>> start Available data

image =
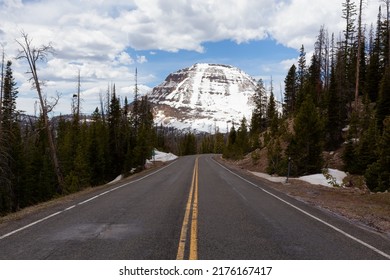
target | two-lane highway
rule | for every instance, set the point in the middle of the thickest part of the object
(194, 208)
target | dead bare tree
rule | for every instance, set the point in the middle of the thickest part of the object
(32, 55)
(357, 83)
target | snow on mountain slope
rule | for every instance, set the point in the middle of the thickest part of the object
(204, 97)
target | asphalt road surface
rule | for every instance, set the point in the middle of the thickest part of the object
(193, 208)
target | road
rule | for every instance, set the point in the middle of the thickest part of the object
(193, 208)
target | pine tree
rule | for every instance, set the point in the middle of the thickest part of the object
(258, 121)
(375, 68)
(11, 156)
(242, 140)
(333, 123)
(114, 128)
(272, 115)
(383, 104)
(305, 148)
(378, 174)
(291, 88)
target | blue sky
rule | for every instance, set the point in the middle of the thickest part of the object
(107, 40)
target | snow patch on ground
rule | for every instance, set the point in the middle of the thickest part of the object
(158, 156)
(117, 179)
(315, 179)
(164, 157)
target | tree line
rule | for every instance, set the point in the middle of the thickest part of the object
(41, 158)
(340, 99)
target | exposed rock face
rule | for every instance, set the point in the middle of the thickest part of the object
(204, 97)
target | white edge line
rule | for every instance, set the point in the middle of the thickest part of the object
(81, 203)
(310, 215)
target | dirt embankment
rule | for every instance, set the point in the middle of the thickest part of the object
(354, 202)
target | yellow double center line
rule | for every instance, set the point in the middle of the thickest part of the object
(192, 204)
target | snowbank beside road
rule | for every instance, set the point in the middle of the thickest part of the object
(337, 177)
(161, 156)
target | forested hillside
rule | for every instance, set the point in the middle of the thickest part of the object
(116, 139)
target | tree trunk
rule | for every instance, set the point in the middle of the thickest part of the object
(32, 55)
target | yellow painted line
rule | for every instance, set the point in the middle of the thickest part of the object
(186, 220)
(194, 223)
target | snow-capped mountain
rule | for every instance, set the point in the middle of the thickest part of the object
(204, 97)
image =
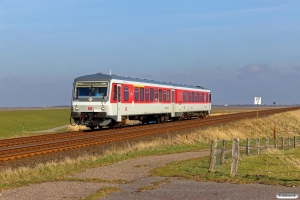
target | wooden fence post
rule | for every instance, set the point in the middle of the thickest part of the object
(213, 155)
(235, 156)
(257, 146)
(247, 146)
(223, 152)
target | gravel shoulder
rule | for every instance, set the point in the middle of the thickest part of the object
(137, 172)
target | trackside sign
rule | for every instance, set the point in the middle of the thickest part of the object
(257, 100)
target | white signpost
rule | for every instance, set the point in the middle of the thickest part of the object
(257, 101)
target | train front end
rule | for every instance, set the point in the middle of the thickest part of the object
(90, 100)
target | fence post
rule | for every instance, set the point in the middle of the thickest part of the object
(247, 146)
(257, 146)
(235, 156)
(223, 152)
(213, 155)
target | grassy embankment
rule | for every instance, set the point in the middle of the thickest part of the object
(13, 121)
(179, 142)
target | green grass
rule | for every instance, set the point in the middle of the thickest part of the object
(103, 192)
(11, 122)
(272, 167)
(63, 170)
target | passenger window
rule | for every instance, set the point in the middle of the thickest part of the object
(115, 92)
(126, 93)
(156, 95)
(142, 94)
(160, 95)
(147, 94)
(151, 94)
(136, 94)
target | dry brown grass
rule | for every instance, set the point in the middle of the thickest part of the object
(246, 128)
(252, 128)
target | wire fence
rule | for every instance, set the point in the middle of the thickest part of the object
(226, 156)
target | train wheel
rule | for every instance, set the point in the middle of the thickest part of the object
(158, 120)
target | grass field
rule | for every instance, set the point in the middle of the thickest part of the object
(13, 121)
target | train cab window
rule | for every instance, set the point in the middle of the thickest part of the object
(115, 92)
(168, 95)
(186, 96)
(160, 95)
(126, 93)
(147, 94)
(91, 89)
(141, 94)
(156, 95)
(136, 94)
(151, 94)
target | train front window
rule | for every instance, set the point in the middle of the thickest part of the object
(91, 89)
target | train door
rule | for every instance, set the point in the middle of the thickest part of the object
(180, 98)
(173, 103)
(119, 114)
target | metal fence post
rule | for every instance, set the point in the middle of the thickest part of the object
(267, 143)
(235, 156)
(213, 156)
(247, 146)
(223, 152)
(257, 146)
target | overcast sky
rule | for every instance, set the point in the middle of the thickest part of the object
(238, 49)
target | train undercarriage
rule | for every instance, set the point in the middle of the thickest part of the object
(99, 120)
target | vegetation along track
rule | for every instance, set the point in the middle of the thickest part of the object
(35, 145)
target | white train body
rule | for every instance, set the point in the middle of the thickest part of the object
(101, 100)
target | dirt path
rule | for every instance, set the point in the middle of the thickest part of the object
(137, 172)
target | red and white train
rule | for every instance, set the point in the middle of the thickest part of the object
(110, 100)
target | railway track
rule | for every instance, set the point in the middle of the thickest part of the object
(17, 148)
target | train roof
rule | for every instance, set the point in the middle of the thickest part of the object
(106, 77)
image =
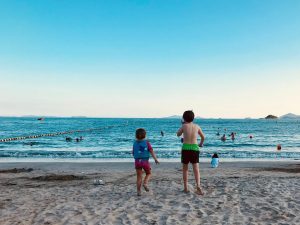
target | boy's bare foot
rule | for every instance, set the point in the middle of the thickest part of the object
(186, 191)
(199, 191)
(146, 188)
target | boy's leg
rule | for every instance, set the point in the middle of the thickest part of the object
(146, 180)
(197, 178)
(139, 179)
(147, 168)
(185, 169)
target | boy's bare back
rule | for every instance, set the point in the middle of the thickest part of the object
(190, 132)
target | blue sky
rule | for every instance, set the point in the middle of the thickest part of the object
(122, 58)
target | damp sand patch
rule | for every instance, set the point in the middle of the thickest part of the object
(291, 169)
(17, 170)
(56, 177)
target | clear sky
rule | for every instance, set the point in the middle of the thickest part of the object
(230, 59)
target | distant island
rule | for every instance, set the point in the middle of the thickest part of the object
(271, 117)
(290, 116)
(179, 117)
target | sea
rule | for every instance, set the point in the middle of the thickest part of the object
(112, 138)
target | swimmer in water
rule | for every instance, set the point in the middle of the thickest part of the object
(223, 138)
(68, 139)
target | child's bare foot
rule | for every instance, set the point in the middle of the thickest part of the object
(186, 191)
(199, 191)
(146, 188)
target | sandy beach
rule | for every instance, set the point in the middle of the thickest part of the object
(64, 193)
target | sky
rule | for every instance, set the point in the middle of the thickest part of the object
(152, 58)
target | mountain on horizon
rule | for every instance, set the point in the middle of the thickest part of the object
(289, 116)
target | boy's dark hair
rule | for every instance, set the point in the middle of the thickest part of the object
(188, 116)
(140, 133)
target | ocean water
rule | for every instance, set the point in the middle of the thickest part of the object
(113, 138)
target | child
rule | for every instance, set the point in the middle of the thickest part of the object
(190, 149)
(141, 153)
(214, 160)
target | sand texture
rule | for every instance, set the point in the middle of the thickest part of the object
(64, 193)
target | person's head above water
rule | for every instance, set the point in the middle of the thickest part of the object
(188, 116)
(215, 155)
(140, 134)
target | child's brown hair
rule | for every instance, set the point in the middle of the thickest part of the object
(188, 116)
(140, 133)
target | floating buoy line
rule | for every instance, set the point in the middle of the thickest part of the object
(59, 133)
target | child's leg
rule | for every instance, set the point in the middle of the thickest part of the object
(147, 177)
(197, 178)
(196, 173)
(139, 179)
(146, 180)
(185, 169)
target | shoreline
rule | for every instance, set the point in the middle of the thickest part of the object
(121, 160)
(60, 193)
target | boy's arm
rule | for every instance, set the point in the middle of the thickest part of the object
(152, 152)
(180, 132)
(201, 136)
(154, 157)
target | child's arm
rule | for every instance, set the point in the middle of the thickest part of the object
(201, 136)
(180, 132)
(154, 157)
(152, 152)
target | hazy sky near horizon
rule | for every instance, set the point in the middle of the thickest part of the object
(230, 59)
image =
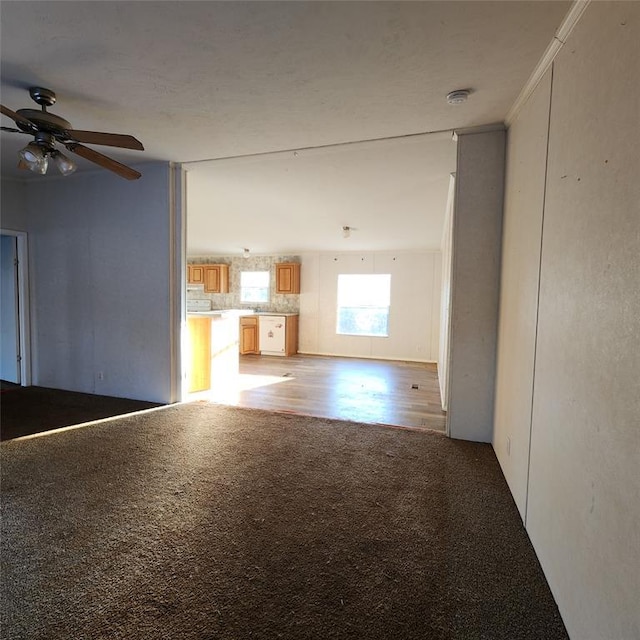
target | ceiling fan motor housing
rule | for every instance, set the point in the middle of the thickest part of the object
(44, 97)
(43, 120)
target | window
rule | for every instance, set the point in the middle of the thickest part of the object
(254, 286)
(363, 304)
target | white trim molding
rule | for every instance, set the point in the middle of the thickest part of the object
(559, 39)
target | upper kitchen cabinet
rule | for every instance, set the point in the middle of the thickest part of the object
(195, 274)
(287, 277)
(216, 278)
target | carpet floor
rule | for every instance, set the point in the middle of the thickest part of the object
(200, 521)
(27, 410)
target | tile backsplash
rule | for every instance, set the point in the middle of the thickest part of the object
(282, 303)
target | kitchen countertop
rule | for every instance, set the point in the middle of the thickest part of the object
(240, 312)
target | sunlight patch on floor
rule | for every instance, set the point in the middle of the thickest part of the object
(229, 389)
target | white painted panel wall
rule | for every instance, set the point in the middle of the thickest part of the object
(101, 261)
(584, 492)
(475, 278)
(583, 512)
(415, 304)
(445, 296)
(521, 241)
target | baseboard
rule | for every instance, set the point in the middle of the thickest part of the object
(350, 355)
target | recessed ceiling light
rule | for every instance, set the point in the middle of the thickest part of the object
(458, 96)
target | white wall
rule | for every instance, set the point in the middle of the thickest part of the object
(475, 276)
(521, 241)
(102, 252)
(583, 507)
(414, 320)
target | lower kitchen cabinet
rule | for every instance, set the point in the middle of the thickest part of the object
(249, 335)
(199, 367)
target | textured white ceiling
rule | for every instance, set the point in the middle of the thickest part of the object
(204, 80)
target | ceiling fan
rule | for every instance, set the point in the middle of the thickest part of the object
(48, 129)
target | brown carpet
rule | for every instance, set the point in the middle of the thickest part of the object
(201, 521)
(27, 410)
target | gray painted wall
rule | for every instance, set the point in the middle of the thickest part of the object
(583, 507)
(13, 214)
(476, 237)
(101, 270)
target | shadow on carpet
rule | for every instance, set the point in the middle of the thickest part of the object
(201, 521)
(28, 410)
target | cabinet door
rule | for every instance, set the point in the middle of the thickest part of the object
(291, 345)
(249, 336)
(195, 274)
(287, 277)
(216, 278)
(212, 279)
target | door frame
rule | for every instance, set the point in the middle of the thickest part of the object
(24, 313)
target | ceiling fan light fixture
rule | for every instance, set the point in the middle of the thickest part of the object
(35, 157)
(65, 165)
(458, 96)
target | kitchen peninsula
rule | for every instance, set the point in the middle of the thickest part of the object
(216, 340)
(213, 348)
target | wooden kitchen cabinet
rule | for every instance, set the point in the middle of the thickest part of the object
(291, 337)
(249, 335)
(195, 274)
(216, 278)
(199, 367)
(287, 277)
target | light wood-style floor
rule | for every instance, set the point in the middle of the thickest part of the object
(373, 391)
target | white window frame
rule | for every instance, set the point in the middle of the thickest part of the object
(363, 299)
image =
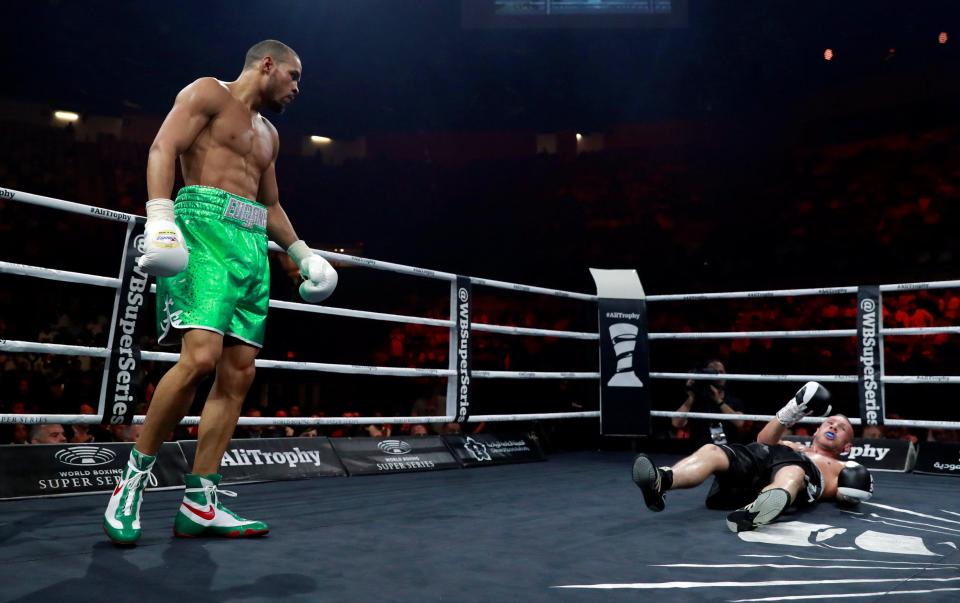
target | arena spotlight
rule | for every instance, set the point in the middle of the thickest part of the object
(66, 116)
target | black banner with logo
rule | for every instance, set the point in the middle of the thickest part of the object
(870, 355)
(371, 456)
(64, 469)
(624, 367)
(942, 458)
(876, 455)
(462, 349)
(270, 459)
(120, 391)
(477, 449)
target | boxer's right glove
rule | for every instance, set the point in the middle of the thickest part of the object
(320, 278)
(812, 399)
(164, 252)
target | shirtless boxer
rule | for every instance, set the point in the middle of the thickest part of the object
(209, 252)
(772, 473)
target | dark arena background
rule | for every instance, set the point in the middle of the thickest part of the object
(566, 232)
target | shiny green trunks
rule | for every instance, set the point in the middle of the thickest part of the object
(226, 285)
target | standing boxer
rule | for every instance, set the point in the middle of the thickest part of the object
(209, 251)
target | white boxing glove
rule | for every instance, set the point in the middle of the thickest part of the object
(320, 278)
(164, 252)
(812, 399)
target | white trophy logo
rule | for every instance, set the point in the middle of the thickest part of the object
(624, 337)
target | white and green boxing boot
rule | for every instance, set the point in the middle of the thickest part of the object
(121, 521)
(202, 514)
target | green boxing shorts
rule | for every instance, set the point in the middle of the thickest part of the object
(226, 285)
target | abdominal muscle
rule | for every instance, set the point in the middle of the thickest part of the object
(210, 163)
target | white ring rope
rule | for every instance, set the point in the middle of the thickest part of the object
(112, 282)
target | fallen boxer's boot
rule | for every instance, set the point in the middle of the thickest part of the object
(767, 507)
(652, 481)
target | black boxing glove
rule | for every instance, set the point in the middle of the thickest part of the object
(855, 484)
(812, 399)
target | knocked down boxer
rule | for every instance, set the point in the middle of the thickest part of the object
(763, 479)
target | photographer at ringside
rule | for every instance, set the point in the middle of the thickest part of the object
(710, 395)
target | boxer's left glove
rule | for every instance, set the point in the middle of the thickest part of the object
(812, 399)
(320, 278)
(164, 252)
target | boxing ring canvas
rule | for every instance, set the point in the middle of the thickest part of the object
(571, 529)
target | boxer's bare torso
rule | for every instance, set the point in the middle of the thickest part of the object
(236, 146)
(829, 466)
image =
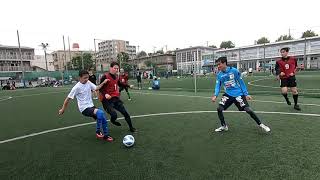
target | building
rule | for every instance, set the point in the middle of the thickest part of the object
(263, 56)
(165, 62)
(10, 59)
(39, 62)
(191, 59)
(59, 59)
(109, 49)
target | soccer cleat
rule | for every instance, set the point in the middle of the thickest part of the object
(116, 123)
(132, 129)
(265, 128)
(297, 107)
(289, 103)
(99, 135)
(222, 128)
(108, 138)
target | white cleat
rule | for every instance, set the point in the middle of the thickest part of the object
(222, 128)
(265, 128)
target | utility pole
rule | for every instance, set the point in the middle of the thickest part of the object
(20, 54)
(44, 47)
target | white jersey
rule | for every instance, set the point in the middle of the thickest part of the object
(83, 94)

>> end Available data

## Task instructions
Copy out only the lines beginning at the line with "target | white ring rope" and ending at the last line of the entries. Keep them exact; drop pictures.

## Solution below
target | white ring rope
rule | for every instance, set the point in the middle of the thickest part of the object
(112, 282)
target | fallen boxer's boot
rule | for every instance, set the point in the middle of the thickest part of the object
(767, 507)
(652, 481)
target | black boxing glove
rule | for every instance, set the point in the middle of the thickest part of the object
(855, 484)
(812, 399)
target | knocked down boxer
rule | for every instance, set the point in the middle of the thickest part of the object
(763, 479)
target | photographer at ringside
rule | for every instance, set the point in the middle of the thickest part of the object
(710, 395)
target | boxer's left glove
rule | for every instance, set the point in the middle of the thickest part of the object
(812, 399)
(320, 278)
(164, 252)
target | boxing ring canvas
rule | for every instance, set the point in the middle of the thickest part of the object
(571, 529)
target | boxer's bare torso
rule | for every instance, set the point in the middle of the thickest part of the object
(236, 146)
(829, 466)
image =
target | building
rule | for every instance, set the point in the middle of the thickest part of the object
(263, 56)
(165, 62)
(10, 59)
(39, 62)
(191, 59)
(59, 59)
(109, 49)
target | soccer cleat
rule | for every instance, set the point in the middle of the thickest part of the object
(116, 123)
(132, 129)
(265, 128)
(297, 107)
(289, 103)
(99, 135)
(222, 128)
(108, 138)
target | white cleat
rule | for every instance, set the point in the middle of the thickest part of the object
(222, 128)
(265, 128)
target | utility pole
rule | for every instance, set the point in the middle of the thickest part of the object
(20, 54)
(44, 47)
target | white jersey
rule | for every instance, set the point in the middle of the thickest part of the object
(83, 94)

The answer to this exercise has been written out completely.